2018/12/09 投稿

働く女性の健康問題に関する4つのポイント

前回は妊婦について述べました。次は一般的な働く女性について述べます。

現状として女性は出産・育児を機に30歳前後で仕事を離れ、またそれが一段落したところで戻ってくる、いわゆるM字カーブ現象(就業率を年齢別にグラフにするとその年齢だけがくっと就業率が落ちる現象)があることが知られています。
ただM字の底が年々浅くなっており、すなわちこれは出産育児をしながらも働く女性が増えていることを示します。それによる女性特有の健康問題も。

ここではいくつかのポイントをあげます
① 女性は今なお男性に比べ、家事・育児にかける時間が長い。平均的に見ると男性に比べ1日1-2時間程度はこれらにかける時間が長くなっています。すなわち会社では同じ時間の労働であったとしても女性のほうが休息に使える時間等が少ない、より注意してケアしなければならないこと。

提示資料:
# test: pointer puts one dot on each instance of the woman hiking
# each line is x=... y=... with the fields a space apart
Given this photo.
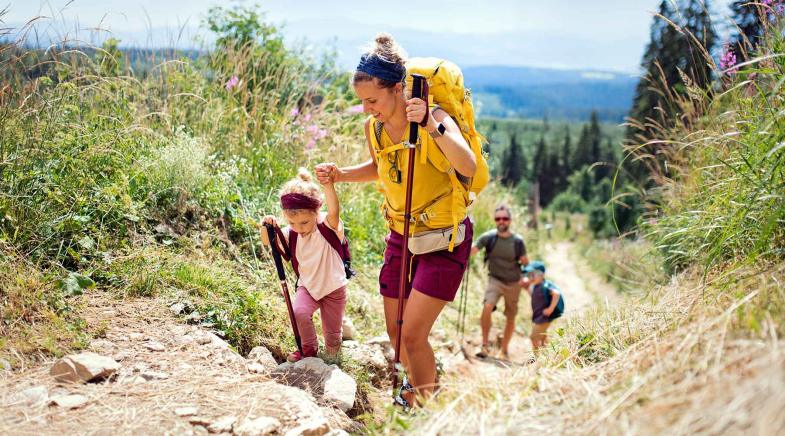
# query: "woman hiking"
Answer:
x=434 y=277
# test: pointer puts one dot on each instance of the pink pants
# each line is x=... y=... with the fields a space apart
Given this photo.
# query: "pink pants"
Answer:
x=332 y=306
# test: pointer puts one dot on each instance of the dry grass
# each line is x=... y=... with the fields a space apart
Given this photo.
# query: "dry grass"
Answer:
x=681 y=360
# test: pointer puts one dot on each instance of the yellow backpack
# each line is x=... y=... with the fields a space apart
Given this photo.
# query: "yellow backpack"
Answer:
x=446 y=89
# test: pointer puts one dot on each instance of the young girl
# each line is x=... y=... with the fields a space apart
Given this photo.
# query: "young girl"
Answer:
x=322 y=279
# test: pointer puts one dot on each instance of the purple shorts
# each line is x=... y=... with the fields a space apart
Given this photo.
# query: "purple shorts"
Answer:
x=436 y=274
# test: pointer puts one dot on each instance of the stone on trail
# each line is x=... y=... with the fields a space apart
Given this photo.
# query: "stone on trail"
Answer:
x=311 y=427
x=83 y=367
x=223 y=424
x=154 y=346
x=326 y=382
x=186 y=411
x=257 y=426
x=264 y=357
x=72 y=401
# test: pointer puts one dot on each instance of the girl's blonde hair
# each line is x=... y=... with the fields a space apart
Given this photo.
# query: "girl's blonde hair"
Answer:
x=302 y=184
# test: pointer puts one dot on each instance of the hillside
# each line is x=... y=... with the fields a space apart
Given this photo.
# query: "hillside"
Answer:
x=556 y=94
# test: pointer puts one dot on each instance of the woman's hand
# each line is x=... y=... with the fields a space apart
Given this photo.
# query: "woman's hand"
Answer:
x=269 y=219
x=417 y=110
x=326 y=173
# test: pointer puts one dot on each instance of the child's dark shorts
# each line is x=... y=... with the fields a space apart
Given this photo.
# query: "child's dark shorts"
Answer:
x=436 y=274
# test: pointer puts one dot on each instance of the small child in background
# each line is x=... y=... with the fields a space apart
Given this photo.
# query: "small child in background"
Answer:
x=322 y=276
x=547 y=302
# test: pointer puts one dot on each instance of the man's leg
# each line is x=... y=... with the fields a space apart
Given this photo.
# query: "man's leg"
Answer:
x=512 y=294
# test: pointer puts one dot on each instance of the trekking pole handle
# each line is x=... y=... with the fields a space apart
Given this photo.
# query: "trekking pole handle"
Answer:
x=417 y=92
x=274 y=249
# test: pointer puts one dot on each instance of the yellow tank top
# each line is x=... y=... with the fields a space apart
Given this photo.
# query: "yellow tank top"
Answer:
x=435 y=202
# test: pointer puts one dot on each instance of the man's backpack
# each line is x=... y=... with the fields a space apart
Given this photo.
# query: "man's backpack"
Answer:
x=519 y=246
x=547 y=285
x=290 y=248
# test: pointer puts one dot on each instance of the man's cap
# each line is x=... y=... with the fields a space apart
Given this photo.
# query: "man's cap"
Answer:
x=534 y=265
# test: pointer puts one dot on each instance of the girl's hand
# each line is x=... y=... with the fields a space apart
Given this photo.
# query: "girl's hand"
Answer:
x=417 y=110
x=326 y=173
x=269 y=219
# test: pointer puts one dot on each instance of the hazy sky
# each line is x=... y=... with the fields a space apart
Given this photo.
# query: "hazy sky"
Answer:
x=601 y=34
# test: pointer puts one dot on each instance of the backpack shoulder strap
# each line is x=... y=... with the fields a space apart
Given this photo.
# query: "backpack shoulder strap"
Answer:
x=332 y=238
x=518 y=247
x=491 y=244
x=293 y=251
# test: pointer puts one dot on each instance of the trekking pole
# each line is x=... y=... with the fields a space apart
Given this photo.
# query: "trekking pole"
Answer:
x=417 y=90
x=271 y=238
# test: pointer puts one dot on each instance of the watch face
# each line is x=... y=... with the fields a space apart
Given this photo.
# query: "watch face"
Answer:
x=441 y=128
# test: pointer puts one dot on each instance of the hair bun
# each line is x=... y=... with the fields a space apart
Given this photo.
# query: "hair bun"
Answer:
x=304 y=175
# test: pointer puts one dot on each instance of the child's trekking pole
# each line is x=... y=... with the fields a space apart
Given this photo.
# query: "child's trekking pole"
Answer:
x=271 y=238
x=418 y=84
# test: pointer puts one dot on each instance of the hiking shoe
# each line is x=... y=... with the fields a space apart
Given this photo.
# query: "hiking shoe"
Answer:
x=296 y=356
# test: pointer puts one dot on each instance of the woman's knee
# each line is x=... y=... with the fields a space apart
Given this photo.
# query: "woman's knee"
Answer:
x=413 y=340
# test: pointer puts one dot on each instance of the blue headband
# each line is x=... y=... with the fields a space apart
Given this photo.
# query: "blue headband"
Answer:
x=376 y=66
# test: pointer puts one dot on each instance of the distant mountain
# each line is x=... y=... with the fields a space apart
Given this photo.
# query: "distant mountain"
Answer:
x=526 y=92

課題: 働く女性の健康問題を扱った文章を、最後の文のあとから書き継いでください。

解答例:
② ハラスメント(セクシャルハラスメント・パワーハラスメント)を受けていると感じる女性は男性が思っているよりはるかに多く、実際受けているだろうと考えられること。また職場での人間関係がストレスであるという女性は男性より多いこと
③ さらにうつ病になるリスクは女性のほうが約2倍とする報告もあり、メンタル面でのケアが重要であることと
④ 一方、職場外の資源、すなわち近所づきあいとか友人とか家族づきあいとかで悩みを聞いてもらえると答える割合は女性に多いこと

このことからは女性従業員のメンタル不調については衛生担当スタッフは十分にこころを配るとともに、ハラスメントの訴えについても「気のせいだ」などと一蹴せずきちんと調査をすることが必要です。また周囲に愚痴をこぼせたり話を聞いてくれる人がいるかどうかを聞いておくことは大事です。

次に月経について述べます。
最近はようやく月経についても語られることが多くなってきました。
月経は月経痛により作業能率が落ちるだけでなく本人も極めてつらいのです。
そのため労働基準法で、本人が申請した場合生理休暇を与えなければならないことが定められています。
また月経前症候群と言って月経前のイライラ感などの精神症状、のぼせなどの自律神経症状がつらいこともあります。
いずれも婦人科の治療により軽くなるのですが、恥ずかしさからか受診しない女性も多いのです。
男性から言うと抵抗もある可能性がありますので女性の先輩や保健師などが相談に乗るのが望ましいかと思っています。

最後に。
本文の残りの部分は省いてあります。